* WHAT TO WORK ON *
A. In the glueball article, which journal published Weingarten's calculation?
B. Write the next few paragraphs of the glueball article, picking up after its last sentence.

* PROVIDED TEXT *
^^^^^^^^^^^^^^^^
A two-year-long calculation on a custom-made supercomputer has confirmed the existence of a long-theorized elementary particle, thereby validating the theory that predicted it .
In Brief:
IBM physicist Don Weingarten and his colleagues spent eight years building a supercomputer designed to solve the equations of a theory known as quantum chromodynamics, or QCD. Now, after carrying out the largest single numerical calculation in the history of computing, his results confirm the existence of a long-sought elementary particle, called the glueball, and thereby provide the strongest confirmation to date of the basic tenets of the theory.
It is a strange way to do elementary particle physics. In step one, you build a supercomputer rather than an atom smasher. For step two, you program in the equations of the theory to be tested. And step three requires running a few hundred-quadrillion calculations until you've come up with a prediction that you can match to reality.
That is how physicist Don Weingarten of the Thomas J. Watson Research Center has spent the last dozen years of his life. His latest result, achieved in collaboration with Jim Sexton, now at Trinity College, Dublin, and Alessandro Vaccarino, now working in Italy, is a prediction of the mass and decay properties of an esoteric subatomic phenomenon known as a glueball. Weingarten's calculation, published in Physical Review Letters (December 18, 1995), represents one of the most stringent tests ever of the theory known as quantum chromodynamics, or QCD. If the physics community accepts the work, Weingarten may also be acclaimed the "discoverer" of the glueball - quite an accomplishment for a man who rarely strays near a high-energy physics laboratory.
At issue is the theory of the "strong force," one of the four fundamental forces of nature (along with electromagnetism, the weak force and gravity). The strong force binds the truly elementary particles, known as quarks, together into protons and neutrons, and holds the protons and neutrons together in the nuclei of atoms.
Since 1973, physicists have accepted that QCD explains the strong force. However, it is an odd theoretical construct by any account. Notably, QCD accounts for the strong force in terms of a field known as the chromoelectric field, which is transmitted by quanta known as gluons. In this chromoelectric field, quarks and gluons interact in such a way that neither entity can ever be seen as an independent particle (see "How QCD Solves the Mystery of the Particle Zoo"). Try to pull two quarks or gluons apart, or shoot a single quark out of a proton using an accelerator, and the effort will merely create new pairs of quarks and antiquarks.
One of the remarkable predictions of the theory of QCD is that, while gluons carry the chromoelectric field in the same way that photons carry electromagnetic fields, gluons can exist bound together in particlelike states known as glueballs. These glueballs also can be thought of as infinitesimal bundles of the chromoelectric field. If physicists could ever create them in their accelerators, they would have discovered direct evidence of the existence of the chromoelectric field.
^^^^^^^^^^^^^^^^
* Point placement lines *
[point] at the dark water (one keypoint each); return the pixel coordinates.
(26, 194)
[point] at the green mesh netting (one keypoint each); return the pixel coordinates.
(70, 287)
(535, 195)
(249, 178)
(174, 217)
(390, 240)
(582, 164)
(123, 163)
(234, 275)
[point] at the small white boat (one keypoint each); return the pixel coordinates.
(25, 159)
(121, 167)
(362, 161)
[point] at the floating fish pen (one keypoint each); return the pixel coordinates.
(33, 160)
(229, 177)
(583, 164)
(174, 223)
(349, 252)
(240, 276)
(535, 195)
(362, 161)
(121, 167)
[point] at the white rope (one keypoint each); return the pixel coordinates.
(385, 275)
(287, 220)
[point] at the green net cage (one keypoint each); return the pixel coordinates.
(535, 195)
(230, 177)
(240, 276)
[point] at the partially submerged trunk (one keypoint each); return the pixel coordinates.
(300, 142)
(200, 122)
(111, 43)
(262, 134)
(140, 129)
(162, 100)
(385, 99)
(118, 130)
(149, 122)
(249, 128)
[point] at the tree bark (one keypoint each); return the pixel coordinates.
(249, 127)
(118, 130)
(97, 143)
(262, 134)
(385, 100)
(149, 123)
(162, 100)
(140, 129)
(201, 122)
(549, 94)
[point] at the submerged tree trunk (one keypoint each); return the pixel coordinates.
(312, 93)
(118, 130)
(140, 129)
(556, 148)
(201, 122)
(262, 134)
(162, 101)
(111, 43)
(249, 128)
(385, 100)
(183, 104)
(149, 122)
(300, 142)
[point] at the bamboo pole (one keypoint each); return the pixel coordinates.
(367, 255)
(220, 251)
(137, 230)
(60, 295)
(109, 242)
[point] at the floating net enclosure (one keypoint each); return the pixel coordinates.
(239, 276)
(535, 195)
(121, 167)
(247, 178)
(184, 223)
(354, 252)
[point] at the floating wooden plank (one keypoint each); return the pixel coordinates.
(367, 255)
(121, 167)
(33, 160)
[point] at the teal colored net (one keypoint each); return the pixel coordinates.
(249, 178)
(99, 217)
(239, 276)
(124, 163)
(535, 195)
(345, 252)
^^^^^^^^^^^^^^^^
* RESULTS FOR EACH TASK *
A. Physical Review Letters (December 18, 1995).

B.
"Since the early 1970s," says Weingarten, "people have been looking for glueballs with ambiguous results. The problem is that the properties of the lightest glueballs are not drastically different from the properties of ordinary particles composed of quarks and antiquarks. So, when you observe some particle in an experiment, and you find some number for its mass and its lifetime, that still doesn't tell you a priori whether you've got a glueball or not."
To nail down the glueball, physicists need to use the equations of QCD to obtain accurate calculations of the mass of a glueball and the precise way in which it decays into other particles. Until very recently, they hadn't been able to do so.
The quagmire of QCD
The inability to carry out these calculations exists, Weingarten explains, because QCD doesn't respond to the techniques that physicists apply to calculate physical processes in their other quantum theories. Because of the complexity intrinsic to the quantum world, none of these theories provides exact solutions. That complexity requires that any theory attempting to describe the interactions of particles and forces must account for infinite possible interactions. That demand makes the "raw" theories, in Weingarten's words, "intractable problems."
To solve the equations, therefore, physicists have turned to approximation schemes, known as perturbation theory, or perturbation expansions, in which the quantity that one wishes to calculate is expressed as a sum of terms that becomes more accurate as the number of terms increases. But expansions work only when the interactions between particles are very weak. Not surprisingly, that doesn't normally apply to the strong force. In fact, physicists have been able to use the equations of QCD to predict phenomena that might be seen in accelerators at very high energy, where the strong interactions are relatively weak. But all predictions have failed at low energies - the range at which glueballs, among other things, might manifest themselves.
Since 1981, Weingarten has worked on a technique, known as the valence approximation, to finesse - or force, if necessary - accurate calculations out of QCD. As his theoretical tool, he has used lattice gauge theory, originally developed by Nobel Laureate Kenneth Wilson at Cornell University in 1974.
Instead of working with an infinite space, explains Weingarten, lattice gauge theory approximates space and time as a four-dimensional lattice of finite volume. The good news is that this makes solving the theory a finite problem, rather than an infinite one. The bad news, he says, "is you now have a defined theory that doesn't have anything to do with the real world. The real world is continuous; it doesn't have a lattice."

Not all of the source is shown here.